Dataset entries:
++++++++++
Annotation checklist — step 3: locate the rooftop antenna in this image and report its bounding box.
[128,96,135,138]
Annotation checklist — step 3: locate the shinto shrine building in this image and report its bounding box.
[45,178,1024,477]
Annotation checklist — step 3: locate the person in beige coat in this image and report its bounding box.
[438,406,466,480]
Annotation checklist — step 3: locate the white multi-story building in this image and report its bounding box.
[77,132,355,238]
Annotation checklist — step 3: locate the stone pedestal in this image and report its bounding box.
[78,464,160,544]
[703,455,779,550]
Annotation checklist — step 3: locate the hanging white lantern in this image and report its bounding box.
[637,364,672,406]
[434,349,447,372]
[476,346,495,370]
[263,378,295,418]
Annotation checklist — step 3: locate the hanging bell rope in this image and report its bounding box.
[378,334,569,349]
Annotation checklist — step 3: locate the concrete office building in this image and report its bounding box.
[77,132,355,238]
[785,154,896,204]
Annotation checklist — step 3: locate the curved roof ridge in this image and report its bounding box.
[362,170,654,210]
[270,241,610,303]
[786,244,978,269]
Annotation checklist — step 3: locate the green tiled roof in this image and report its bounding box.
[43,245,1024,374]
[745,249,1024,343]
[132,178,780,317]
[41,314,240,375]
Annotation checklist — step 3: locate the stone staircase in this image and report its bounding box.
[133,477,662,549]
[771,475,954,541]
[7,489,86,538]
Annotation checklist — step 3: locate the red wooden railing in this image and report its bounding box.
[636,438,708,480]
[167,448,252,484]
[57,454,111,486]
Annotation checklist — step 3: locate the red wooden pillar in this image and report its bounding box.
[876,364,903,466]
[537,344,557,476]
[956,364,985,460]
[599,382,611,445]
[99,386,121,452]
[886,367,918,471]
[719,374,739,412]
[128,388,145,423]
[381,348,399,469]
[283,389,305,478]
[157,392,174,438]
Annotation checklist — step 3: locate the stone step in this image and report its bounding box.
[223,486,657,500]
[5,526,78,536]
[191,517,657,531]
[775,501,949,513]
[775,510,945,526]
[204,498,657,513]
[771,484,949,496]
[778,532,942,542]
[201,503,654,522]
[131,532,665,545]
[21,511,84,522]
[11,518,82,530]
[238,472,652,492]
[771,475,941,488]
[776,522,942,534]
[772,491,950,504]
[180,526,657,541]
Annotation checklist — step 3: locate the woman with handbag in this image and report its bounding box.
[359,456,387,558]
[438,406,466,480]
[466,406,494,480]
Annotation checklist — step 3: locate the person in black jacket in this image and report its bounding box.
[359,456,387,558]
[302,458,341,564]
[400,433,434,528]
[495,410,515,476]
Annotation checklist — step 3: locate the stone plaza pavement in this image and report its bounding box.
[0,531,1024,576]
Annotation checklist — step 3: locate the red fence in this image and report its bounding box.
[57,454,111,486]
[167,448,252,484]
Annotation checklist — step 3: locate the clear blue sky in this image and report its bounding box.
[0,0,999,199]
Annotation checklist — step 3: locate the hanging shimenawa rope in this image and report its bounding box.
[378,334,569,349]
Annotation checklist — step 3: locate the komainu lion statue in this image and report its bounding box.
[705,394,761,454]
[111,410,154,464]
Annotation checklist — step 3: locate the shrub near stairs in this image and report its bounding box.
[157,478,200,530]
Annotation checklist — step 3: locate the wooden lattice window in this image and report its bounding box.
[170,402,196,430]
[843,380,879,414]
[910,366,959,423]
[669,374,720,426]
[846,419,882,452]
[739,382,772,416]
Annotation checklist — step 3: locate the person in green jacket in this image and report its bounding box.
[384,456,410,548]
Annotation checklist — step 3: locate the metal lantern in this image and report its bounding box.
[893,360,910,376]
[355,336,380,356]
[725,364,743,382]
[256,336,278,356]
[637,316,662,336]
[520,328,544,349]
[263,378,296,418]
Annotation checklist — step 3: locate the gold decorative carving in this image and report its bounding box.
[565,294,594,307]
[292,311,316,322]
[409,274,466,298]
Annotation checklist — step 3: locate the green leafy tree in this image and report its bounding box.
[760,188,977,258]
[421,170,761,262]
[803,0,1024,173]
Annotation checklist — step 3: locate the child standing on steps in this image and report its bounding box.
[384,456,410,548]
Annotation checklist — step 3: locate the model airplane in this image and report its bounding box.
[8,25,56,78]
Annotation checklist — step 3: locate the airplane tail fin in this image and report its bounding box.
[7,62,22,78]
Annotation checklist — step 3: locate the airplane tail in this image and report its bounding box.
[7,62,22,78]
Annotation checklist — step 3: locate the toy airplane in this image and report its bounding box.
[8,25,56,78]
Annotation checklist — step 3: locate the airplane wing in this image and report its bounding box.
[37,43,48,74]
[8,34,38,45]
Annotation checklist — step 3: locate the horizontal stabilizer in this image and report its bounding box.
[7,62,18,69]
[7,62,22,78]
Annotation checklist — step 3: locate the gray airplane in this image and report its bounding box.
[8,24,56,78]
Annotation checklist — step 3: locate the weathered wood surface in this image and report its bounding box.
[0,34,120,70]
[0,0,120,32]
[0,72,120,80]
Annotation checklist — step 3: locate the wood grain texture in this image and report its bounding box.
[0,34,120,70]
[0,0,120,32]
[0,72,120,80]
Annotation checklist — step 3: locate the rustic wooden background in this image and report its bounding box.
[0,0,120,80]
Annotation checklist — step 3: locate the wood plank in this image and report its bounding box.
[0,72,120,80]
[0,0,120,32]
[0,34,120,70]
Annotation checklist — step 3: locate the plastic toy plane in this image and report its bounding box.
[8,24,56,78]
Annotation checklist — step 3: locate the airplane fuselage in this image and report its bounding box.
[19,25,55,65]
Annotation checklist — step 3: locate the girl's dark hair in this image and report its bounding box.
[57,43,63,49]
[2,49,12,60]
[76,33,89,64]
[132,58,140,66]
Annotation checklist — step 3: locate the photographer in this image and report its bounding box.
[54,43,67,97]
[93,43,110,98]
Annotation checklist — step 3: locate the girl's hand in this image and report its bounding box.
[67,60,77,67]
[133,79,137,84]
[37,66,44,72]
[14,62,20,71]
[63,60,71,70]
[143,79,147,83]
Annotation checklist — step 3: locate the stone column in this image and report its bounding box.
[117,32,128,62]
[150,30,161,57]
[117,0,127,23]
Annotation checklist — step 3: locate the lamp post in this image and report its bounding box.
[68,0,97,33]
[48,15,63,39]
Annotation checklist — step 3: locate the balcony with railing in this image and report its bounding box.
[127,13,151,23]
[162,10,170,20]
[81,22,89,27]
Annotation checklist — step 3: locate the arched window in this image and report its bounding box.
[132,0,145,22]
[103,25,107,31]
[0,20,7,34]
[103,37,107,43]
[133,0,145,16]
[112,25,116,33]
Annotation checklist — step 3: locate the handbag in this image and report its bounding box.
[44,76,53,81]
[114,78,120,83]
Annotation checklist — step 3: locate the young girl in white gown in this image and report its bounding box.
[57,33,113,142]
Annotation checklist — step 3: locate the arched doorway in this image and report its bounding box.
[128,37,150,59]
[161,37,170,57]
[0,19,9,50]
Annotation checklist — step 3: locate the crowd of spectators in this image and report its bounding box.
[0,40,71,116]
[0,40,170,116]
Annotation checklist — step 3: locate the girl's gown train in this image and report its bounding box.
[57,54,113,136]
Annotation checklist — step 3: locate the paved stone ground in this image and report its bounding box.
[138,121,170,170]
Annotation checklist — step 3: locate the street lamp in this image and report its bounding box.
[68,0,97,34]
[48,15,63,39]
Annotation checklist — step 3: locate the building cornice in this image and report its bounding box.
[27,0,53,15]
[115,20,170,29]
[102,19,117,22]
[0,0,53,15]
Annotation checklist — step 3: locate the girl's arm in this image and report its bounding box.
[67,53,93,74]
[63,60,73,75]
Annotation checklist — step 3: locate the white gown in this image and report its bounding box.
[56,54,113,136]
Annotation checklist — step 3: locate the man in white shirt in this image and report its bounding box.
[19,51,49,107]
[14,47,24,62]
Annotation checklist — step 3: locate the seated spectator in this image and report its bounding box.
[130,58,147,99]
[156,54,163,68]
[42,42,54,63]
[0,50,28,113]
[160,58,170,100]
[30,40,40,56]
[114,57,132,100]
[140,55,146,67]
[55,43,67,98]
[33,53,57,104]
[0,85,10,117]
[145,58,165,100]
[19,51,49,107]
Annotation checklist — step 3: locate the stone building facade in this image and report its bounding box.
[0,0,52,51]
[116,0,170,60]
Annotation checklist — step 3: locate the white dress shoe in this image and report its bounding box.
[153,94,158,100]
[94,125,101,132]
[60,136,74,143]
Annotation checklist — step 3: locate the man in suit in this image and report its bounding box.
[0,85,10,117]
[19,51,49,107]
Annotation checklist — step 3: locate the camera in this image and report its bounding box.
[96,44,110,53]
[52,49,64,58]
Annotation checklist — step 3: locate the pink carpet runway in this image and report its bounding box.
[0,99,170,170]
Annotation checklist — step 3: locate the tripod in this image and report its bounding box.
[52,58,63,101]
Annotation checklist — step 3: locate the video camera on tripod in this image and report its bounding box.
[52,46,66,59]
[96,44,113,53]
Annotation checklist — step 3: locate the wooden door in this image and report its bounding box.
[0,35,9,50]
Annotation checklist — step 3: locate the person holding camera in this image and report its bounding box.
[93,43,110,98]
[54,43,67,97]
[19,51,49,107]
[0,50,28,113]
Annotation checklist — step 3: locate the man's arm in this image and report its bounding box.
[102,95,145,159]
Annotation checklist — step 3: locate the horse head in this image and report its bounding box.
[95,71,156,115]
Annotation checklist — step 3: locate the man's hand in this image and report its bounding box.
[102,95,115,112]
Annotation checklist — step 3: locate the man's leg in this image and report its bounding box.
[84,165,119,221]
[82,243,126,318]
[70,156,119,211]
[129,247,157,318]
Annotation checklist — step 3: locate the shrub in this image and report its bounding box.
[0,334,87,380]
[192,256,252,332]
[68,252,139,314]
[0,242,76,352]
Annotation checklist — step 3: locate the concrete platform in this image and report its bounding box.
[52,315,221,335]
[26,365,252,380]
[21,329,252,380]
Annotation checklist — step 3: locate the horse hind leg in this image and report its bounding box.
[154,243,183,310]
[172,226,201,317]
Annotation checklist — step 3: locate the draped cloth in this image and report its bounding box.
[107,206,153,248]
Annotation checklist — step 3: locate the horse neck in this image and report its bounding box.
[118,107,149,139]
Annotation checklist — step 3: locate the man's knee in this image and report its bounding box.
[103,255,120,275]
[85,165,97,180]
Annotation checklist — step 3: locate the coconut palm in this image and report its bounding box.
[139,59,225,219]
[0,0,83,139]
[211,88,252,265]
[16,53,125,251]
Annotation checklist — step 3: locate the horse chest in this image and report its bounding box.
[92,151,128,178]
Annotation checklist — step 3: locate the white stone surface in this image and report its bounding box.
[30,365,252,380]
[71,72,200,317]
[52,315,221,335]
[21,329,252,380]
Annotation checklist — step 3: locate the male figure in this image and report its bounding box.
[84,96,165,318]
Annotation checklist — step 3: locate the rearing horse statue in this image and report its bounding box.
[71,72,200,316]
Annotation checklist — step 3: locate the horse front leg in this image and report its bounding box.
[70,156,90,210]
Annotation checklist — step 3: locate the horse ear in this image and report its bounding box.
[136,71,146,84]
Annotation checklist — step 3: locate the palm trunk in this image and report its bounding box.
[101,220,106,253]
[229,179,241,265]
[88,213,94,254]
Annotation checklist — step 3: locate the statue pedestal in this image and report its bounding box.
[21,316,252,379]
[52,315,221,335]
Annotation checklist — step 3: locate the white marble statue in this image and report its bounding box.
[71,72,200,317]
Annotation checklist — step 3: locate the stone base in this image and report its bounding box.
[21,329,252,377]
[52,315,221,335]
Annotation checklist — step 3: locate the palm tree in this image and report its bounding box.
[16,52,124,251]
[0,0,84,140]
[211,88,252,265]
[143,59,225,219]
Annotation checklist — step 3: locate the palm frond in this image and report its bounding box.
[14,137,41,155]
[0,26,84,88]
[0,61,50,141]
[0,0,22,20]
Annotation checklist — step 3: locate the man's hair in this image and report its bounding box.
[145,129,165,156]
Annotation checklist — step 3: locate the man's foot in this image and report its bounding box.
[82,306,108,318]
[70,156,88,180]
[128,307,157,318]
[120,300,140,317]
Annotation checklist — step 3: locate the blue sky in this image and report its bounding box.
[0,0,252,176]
++++++++++
Work to do:
Recast the entries from the line with "Annotation checklist — step 3: locate the man's arm" to the line with "[102,95,115,112]" as a Markdown table with the columns No. and Entry Line. Put the row number under No. and each line under Entry Line, skipping blank lines.

Response:
| No. | Entry Line |
|---|---|
| 1 | Annotation checklist — step 3: locate the man's arm in this image and report its bounding box. |
| 2 | [102,95,145,159] |
| 3 | Annotation checklist — step 3: locate the horse head in this image and report its bounding box. |
| 4 | [95,71,156,115] |
| 5 | Annotation checklist — step 3: locate the man's hand in this image and report its bounding box. |
| 6 | [102,95,115,112] |